_TEXT FOR ANALYSIS_.
At night my roommate Kevin and I get our first of many German lessons. Our host grandfather proudly recites (for the first of many, many, many, many times) “Zwei jahre in Germania…. Tangermunde. Fransa Germania (explaining the border). Komondante!” We look at him like idiots. Our father explains to us that he is a World War Two veteran, and that he had been stationed in Germany. We don’t speak German, or his Russian infused Tajik. It is ok though, I understand him. We all wish we could have our youth back.


Communist Billiards!?

At night our fifteen-year old host brother takes us to Café Moscow in the Moscow Park. Young women walk by in clothes that would be more fit for the bedroom than a public park, but it doesn’t affect our host or his friends. They’re too young—or at least they pretend to be too young—to notice. Kevin and I let our eyes wander for a bit before we are invited to participate in a pool match. Its two on two, and the game is a variation on snooker. There are sixteen balls and the first to sink eight wins. Kevin and I soon realize that it’s harder than it looks.

The table is bigger than in American billiards and the pockets are smaller. More importantly, the balls have no colors, only numbers. Lenin would be proud—all balls are equal. After some time we fall behind 3-0. I miss an easy shot (and I blame it on the frustratingly narrow pockets) and our opponents come up. They scratch, but take a ball off the table anyway. Apparently, if the cue ball goes in, the ball it last touched goes off the table as well. At 4-0 we realized we are being hustled and call it quits. We decide to try our luck at table tennis instead . . .


Turkey or America?

On our fourth day I decide to try Café Merve, a Turkish restaurant written up in my guidebook. After some delicious lentil soup I have a conversation with the owner, who is from the eastern Turkish province of Erzurum. I ask him if, as the embassy man claims, Dushanbe is dangerous.

“You’re American right?”

“Well I’m using my American passport here,” I explain.

“Then they won’t even touch a hair on your arm.”

“And what about if I was using my Turkish passport?”
“Then they would have hit you once from the left, once from the right, and then thrown you out of this country,” he answers with a straight face.


Two Eight-Year Olds Watching Ice Age

Kevin is sick and in bed, so the job of entertaining our family is all mine. After eating a full bowl of yoghurt—a very difficult task for me—in order to not upset my host sister Sabina, she makes me watch Ice Age, dubbed from Russian into Tajiki. The parts that she can’t understand she asks me to translate and, when I exhaust my (rudimentary) Tajiki skills, we just sit and watch in silence. I stare blankly at the screen. We are two eight-year olds in front of the computer—her eight physically, myself eight linguistically.

_EXTRACTED ENTRIES_.
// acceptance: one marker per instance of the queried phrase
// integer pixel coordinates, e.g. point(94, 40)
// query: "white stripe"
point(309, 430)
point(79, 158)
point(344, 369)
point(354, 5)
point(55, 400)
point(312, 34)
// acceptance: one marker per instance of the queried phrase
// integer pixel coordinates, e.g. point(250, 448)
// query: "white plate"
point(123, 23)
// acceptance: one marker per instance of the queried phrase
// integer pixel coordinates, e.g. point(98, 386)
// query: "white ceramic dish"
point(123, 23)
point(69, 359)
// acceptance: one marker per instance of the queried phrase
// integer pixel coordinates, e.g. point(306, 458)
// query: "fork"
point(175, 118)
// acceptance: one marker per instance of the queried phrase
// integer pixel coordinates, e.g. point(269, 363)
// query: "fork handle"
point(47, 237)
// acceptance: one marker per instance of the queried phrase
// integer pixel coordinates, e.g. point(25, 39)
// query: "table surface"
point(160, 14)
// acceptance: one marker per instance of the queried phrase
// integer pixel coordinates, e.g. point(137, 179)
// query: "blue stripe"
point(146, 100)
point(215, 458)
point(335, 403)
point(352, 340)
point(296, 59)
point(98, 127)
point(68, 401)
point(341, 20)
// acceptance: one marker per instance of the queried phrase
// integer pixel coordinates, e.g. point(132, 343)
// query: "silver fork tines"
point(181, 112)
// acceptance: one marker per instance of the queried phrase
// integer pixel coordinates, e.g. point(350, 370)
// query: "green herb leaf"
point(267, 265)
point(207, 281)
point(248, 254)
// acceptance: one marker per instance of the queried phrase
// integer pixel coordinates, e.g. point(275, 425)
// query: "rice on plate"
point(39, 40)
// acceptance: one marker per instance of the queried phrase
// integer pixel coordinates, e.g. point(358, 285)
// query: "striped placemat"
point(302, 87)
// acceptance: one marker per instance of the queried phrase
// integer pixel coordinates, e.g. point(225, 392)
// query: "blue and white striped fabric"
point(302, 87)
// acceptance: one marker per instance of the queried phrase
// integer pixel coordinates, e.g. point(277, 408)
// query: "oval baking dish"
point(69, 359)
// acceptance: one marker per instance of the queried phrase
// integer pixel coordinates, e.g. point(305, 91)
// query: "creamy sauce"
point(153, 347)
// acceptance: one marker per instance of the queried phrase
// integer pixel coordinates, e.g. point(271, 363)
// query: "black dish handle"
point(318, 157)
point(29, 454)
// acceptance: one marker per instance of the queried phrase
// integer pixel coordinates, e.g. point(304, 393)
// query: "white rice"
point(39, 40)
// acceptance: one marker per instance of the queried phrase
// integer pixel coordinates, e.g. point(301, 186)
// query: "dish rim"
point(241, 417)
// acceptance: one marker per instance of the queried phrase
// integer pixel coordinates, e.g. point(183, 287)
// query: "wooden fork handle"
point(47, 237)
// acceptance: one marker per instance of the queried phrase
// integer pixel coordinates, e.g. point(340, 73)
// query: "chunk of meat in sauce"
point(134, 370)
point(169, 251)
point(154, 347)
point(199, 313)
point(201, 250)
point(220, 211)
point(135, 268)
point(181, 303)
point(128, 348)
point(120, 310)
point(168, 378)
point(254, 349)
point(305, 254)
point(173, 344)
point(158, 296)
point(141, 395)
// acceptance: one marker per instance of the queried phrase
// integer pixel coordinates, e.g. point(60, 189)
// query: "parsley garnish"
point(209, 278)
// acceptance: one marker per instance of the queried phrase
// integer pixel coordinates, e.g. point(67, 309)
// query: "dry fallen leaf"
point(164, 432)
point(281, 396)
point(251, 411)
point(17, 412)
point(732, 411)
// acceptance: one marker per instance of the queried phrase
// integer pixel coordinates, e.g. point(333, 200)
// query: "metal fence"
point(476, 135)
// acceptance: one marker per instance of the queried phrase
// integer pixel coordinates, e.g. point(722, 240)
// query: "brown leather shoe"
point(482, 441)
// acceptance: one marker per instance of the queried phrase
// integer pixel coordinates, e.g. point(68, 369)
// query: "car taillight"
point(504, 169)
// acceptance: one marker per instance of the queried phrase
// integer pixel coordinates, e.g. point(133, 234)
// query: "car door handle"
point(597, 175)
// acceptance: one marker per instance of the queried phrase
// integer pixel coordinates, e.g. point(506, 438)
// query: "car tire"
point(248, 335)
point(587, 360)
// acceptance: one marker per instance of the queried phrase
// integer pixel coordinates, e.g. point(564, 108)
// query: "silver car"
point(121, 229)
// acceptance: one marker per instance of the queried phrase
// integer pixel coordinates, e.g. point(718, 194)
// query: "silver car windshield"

_PROBLEMS TO WORK ON_.
• a. Answer these questions from the account of the stay in Dushanbe:
(i) In which country had the host grandfather been stationed?
(ii) How many balls are used in the pool game at Café Moscow?
(iii) Which Turkish province is the owner of Café Merve from?
• b. For each statement, say yes or no to whether it agrees with the account of the stay in Dushanbe, and quote the words that decide it.
(i) The pool table at Café Moscow is smaller than an American billiards table.
(ii) The host sister watches Ice Age dubbed into Tajiki.
(iii) The narrator and Kevin play the pool match to the end.

_EXERCISE RESULTS_.
• a.
(i) Germany
(ii) Sixteen
(iii) Erzurum

• b.
(i) No: "The table is bigger than in American billiards and the pockets are smaller."
(ii) Yes: "she makes me watch Ice Age, dubbed from Russian into Tajiki."
(iii) No: "At 4-0 we realized we are being hustled and call it quits."